* WORK TASK *
Below are the records; print them all without any alteration.

Collected data

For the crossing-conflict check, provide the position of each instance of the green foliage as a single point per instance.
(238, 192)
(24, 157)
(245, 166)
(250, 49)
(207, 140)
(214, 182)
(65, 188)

* RESPONSE *
For the crossing-conflict check, provide the position of each instance of the green foliage as a single point per instance.
(238, 192)
(24, 157)
(245, 166)
(250, 49)
(207, 140)
(214, 182)
(65, 188)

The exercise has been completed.